◆ EXERCISE INPUT ◆
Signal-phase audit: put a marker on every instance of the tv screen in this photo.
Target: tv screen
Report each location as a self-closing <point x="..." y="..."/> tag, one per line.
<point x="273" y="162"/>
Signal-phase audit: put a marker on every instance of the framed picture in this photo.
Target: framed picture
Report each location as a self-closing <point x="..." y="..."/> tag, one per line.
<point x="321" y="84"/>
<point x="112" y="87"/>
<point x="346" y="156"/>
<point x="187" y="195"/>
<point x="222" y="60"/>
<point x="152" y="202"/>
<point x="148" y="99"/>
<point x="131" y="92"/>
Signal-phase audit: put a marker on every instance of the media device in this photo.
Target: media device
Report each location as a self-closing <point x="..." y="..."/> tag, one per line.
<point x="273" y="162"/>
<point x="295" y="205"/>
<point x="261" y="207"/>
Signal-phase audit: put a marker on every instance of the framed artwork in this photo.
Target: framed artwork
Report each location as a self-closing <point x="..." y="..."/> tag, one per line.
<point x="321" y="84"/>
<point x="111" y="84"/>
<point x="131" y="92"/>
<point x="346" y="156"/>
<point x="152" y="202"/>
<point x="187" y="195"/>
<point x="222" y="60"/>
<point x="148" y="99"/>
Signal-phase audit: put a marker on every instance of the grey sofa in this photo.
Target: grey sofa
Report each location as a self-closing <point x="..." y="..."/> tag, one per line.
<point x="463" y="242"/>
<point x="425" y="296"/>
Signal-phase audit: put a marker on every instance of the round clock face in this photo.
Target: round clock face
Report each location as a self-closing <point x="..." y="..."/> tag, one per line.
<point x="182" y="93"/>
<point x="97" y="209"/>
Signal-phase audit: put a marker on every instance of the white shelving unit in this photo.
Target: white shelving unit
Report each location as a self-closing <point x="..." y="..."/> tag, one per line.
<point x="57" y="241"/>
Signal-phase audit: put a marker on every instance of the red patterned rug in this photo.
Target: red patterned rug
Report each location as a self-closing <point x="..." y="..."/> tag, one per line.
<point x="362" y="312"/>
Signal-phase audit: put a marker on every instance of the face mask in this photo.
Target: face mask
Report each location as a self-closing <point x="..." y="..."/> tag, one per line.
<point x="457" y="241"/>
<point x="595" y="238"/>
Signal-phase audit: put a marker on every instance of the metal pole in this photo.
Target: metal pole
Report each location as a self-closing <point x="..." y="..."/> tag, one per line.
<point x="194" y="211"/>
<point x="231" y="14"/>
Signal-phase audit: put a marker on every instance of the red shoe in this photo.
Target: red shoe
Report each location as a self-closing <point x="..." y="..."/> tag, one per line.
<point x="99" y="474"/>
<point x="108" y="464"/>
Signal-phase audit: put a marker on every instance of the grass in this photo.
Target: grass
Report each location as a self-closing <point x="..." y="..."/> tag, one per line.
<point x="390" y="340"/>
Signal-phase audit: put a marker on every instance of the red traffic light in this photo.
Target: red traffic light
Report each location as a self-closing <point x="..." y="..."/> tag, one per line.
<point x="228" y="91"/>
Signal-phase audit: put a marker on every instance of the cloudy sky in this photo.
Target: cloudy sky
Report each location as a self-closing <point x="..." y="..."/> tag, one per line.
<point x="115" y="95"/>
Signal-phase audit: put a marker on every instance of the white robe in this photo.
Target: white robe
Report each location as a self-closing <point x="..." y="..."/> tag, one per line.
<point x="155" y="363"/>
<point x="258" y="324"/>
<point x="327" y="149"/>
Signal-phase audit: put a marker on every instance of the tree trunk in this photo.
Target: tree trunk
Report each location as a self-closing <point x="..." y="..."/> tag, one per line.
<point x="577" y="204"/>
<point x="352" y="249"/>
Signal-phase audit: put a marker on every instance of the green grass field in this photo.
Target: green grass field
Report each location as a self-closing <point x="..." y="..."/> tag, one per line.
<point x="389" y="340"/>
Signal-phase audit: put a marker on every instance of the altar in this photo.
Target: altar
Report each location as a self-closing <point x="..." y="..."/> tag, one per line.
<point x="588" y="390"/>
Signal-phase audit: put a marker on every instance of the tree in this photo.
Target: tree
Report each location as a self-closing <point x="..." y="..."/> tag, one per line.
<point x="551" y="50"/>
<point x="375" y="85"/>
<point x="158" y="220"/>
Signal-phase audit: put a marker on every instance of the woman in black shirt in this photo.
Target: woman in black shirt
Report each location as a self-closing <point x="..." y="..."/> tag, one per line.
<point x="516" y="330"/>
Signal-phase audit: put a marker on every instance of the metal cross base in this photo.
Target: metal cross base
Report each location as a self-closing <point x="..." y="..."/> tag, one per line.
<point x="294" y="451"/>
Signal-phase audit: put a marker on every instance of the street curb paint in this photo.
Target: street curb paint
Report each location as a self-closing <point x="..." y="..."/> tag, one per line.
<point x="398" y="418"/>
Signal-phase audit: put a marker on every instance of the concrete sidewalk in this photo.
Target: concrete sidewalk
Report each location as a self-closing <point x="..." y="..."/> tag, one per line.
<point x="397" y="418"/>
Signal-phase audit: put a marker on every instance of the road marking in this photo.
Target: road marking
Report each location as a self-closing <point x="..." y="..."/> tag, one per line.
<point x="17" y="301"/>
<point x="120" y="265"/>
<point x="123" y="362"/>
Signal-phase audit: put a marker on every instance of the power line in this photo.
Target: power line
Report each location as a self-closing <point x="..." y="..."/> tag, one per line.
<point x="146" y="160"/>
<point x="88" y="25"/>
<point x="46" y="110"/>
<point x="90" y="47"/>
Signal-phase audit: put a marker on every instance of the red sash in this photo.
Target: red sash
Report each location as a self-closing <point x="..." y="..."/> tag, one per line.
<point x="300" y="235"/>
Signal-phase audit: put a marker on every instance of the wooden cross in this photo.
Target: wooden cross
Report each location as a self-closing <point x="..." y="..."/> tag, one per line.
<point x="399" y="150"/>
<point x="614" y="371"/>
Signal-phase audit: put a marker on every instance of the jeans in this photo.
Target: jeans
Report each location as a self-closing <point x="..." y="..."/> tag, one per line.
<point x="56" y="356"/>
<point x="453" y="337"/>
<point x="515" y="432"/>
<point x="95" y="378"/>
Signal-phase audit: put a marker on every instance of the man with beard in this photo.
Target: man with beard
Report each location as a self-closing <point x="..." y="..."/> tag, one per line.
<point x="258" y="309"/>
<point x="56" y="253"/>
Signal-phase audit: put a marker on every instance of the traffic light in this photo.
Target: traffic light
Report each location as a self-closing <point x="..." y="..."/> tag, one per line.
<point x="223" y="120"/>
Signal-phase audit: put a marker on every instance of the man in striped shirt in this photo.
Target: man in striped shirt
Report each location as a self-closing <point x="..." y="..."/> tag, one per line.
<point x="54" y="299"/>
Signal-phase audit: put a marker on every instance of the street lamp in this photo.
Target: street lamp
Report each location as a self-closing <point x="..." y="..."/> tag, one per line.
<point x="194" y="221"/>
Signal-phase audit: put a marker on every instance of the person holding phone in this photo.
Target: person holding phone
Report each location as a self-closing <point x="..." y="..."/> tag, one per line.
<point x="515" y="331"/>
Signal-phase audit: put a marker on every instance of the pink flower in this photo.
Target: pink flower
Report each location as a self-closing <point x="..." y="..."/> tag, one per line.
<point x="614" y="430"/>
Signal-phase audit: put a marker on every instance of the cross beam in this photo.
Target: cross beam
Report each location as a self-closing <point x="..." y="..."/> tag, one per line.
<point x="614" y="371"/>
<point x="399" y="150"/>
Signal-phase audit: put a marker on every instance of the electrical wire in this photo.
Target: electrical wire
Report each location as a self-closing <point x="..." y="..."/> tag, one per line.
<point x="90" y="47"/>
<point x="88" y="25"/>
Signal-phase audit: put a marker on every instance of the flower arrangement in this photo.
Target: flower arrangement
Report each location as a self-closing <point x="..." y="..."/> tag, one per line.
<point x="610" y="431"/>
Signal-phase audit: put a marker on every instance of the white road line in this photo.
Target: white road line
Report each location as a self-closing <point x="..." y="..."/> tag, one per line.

◆ GIVEN TASK ◆
Output the line holding "the traffic light in this photo.", then every later line through the end of the records above, exactly as given and nothing else.

◆ ANSWER TO THIS PROBLEM ◆
Signal-phase audit: put a marker on every instance of the traffic light in this photo.
Target: traffic light
Report each location as a self-closing <point x="..." y="..."/> tag, one per line.
<point x="223" y="120"/>
Signal-phase audit: put a marker on every instance of the man in striped shirt in this photo.
Target: man in striped shirt
Report each location as a self-closing <point x="..." y="..."/> tag, one per line.
<point x="54" y="299"/>
Signal-phase audit: put a marker on every instance of the street lamp in this photo.
Target: street lamp
Report each location as a self-closing <point x="..." y="..."/> tag, one per line.
<point x="194" y="221"/>
Signal-phase audit: put a marker on every instance of the person holding phone in this photo.
Target: person holding phone
Report each location as a self-closing <point x="..." y="..."/> tag, one per line.
<point x="515" y="331"/>
Signal-phase audit: put a marker on every instance of the pink flower in this photo.
Target: pink flower
Report each location as a self-closing <point x="..." y="..."/> tag, one per line.
<point x="614" y="430"/>
Signal-phase audit: put a marker on every instance of the cross beam in this photo.
Target: cross beam
Report each location as a self-closing <point x="..." y="..."/> tag, one per line.
<point x="614" y="371"/>
<point x="399" y="150"/>
Signal-phase audit: put a marker on every instance of the electrical wire in this photo.
Target: electrical wire
Report each location as a self-closing <point x="..." y="..."/> tag, one per line.
<point x="90" y="47"/>
<point x="88" y="25"/>
Signal-phase audit: put a marker on every instance of the flower arrangement in this photo.
Target: flower arrangement
Report each location as a self-closing <point x="..." y="..."/> tag, one per line.
<point x="610" y="431"/>
Signal-phase audit: put a marker on every instance of the white road line in this photo.
Target: white road line
Report each location as a self-closing <point x="..." y="..."/> tag, one per line.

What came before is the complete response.